▶ [WHAT NEEDS TO BE DONE] Copy each line below holding "white".

____

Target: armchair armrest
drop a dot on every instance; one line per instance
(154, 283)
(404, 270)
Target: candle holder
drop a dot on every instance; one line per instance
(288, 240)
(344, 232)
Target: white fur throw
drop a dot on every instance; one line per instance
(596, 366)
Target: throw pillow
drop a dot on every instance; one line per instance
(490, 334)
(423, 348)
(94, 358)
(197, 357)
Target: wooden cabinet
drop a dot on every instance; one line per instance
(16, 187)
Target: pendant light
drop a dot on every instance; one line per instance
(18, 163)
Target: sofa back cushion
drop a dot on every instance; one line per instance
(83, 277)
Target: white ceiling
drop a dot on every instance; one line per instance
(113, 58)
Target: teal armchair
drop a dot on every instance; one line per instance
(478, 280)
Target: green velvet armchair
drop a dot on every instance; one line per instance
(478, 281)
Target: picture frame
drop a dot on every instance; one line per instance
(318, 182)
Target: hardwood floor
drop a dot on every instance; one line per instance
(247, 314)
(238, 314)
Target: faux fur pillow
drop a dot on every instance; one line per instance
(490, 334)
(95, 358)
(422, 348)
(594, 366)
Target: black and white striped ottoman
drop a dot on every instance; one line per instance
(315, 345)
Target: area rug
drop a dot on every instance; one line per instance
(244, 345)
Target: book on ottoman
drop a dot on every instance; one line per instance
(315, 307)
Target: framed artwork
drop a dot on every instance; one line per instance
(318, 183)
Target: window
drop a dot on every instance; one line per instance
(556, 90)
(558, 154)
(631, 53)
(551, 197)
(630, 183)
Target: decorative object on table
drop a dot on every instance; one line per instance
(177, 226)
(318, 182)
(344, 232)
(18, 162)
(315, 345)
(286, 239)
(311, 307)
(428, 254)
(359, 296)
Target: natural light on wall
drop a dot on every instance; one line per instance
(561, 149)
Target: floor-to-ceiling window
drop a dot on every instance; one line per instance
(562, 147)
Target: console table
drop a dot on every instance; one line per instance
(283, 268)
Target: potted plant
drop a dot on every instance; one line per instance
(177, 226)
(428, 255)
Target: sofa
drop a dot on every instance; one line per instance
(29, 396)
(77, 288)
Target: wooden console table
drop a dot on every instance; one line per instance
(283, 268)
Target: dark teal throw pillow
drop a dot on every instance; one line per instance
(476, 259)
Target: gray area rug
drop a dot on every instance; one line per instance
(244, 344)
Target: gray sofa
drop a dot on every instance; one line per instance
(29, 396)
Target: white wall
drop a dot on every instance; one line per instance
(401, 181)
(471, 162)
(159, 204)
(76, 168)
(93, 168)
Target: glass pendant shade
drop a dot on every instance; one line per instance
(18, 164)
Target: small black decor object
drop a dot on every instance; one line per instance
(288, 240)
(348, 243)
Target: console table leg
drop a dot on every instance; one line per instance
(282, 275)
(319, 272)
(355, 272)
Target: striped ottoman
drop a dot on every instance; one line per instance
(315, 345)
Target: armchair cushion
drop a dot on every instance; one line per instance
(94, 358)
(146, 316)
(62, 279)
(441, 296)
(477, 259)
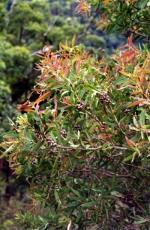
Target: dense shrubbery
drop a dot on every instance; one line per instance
(82, 138)
(83, 143)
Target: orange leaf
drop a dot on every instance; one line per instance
(130, 143)
(41, 98)
(25, 107)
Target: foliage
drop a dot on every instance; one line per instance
(83, 143)
(124, 15)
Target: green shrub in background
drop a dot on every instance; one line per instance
(82, 137)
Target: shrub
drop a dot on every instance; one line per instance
(83, 142)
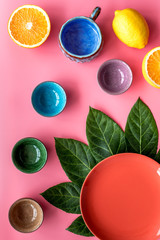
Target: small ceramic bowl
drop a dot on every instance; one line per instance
(80, 38)
(25, 215)
(29, 155)
(49, 99)
(115, 76)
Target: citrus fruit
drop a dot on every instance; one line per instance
(131, 28)
(151, 67)
(29, 26)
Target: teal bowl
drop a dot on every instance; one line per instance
(49, 99)
(29, 155)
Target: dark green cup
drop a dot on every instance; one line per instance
(29, 155)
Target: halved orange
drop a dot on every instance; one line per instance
(29, 26)
(151, 67)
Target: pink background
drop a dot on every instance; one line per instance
(22, 69)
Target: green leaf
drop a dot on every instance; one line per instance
(64, 196)
(75, 158)
(157, 157)
(79, 227)
(105, 137)
(141, 130)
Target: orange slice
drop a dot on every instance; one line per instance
(29, 26)
(151, 67)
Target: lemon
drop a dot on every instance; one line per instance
(131, 28)
(151, 67)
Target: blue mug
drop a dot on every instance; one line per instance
(80, 38)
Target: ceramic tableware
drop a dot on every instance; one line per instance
(120, 198)
(80, 37)
(49, 99)
(29, 155)
(114, 76)
(25, 215)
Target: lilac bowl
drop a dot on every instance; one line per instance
(114, 76)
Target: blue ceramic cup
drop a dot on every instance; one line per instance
(49, 99)
(80, 38)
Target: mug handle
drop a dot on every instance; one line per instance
(95, 13)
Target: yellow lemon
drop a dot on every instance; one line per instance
(151, 67)
(131, 28)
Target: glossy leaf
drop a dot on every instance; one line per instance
(75, 158)
(141, 130)
(64, 196)
(79, 227)
(157, 157)
(105, 137)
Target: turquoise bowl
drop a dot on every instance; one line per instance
(29, 155)
(49, 99)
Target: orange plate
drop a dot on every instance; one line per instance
(120, 198)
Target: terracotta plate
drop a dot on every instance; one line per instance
(120, 198)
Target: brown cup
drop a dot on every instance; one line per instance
(25, 215)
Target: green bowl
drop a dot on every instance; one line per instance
(29, 155)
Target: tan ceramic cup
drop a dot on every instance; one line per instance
(25, 215)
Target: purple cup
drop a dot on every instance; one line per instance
(115, 76)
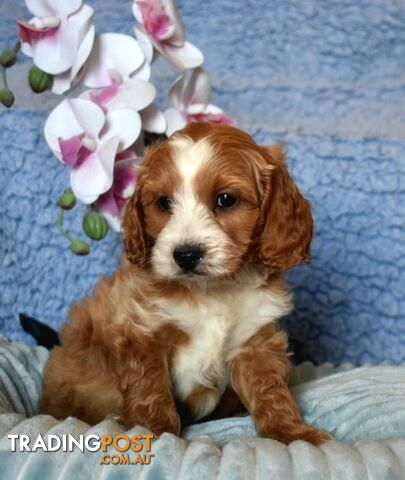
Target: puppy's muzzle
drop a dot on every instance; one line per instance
(188, 257)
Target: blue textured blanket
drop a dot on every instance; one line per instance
(364, 408)
(328, 78)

____

▶ [SOLUTION]
Target: white fur throw
Target: white ceiling
Target: black and white striped ottoman
Target: white wall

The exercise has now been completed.